Peter Windsor first met Clark in Australia during the Tasman series, as he helped out Geoff Sykes running Warwick Farm. Since then his artistry with a pen or typewriter brought acclaim as a journalist on the international Grand Prix circuit, before he moved into the management side with Williams and, currently, in CART racing. For Windsor Jim Clark was everything. Without question the greatest of all time. The ultimate hero.

“Even now,” he says, “I can’t imagine just how good Jimmy was.” And suddenly you conjure up mental images of what he might have done with a Lotus 72 in 1970. Or 1972 or ’73 . . . Of how many more races he might have won.

Jack Brabham (Brabham-Repco), Graham Hill () and Jim Clark (borh Lotus-Ford) before the 1967 Belgian Grand Prix in Spa-Francorchamps. Photo: Grand Prix Photo

Clark (right) with Jack Brabham (left) and Graham Hill (centre)

Grand Prix Photo

“When I was a kid at school,” says Peter, “Jimmy Clark was my life. I addressed envelopes, that sort of thing, for Geoff. Jimmy came out for the 1965 Tasman series and through Geoff I found out what flight he was on from South Africa and I rang Qantas and got the list of passengers – Mr J Clark, Mr P Rodriguez, Mr J Stewart! – and went to meet them at the airport.

“In 1968, after Longford, where Piers Courage won, Jimmy was due to fly back to London and I went to see him off. The ‘plane taxied off and then stopped. Everyone else left, but I hung around to see it take off, and it didn’t. I forget what was wrong but they came back in, and there I was, alone with Jim Clark! We had coffee together and talked for half an hour. About all sorts of things, although funnily enough I felt like I already knew so much about him I nearly had nothing to say.

**DATASET ENTRIES:**
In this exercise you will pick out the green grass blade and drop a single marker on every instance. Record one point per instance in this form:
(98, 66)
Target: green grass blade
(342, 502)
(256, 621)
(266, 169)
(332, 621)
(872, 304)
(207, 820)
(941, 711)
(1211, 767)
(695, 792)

**GOALS:**
A: According to the passage on Peter Windsor and Jim Clark, why did Windsor nearly have nothing to say during his half-hour coffee with Clark in 1968? Answer in one to three sentences.
B: Decide whether each statement agrees with the passage on Peter Windsor and Jim Clark. Answer yes or no, and quote the words of the passage that decide it.
(i) Windsor first met Clark in Australia during the Tasman series.
(ii) Piers Courage won at Longford in 1968.
(iii) For the 1965 Tasman series, Clark flew in from London.
C: Write the next part of the passage on Peter Windsor and Jim Clark, beginning after its final sentence.
The material has no connection to the passage on Peter Windsor and Jim Clark.

**TASK RESPONSES:**
A: Windsor nearly had nothing to say because he felt he already knew so much about Clark.

B:
(i) Yes: "Peter Windsor first met Clark in Australia during the Tasman series"
(ii) Yes: "In 1968, after Longford, where Piers Courage won"
(iii) No: "what flight he was on from South Africa"

C:
“I asked him all sorts of minutiae, like why did he use a dark blue peak on his helmet in Mexico in 1966, instead of the usual white one, and he told me he’d broken the white one the race before and Buco only made dark blue peaks. After a while he had to go, and that was the last time I saw him. Four months later he was killed.”

Windsor looked after a bank account Clark had opened in Sydney, another indication of the trust Jimmy would place in people he liked. Later, the journalist would acquire Ian Scott-Watson’s old Lotus Elan when he finally came to England, and he became a regular visitor at Duns.

Today he will talk for hours about his hero, as convinced as ever of his place in history. “Jimmy was my whole life,” says an arch-enthusiast. “I was physically ill when he was killed. It took me a long, long time to get over it.”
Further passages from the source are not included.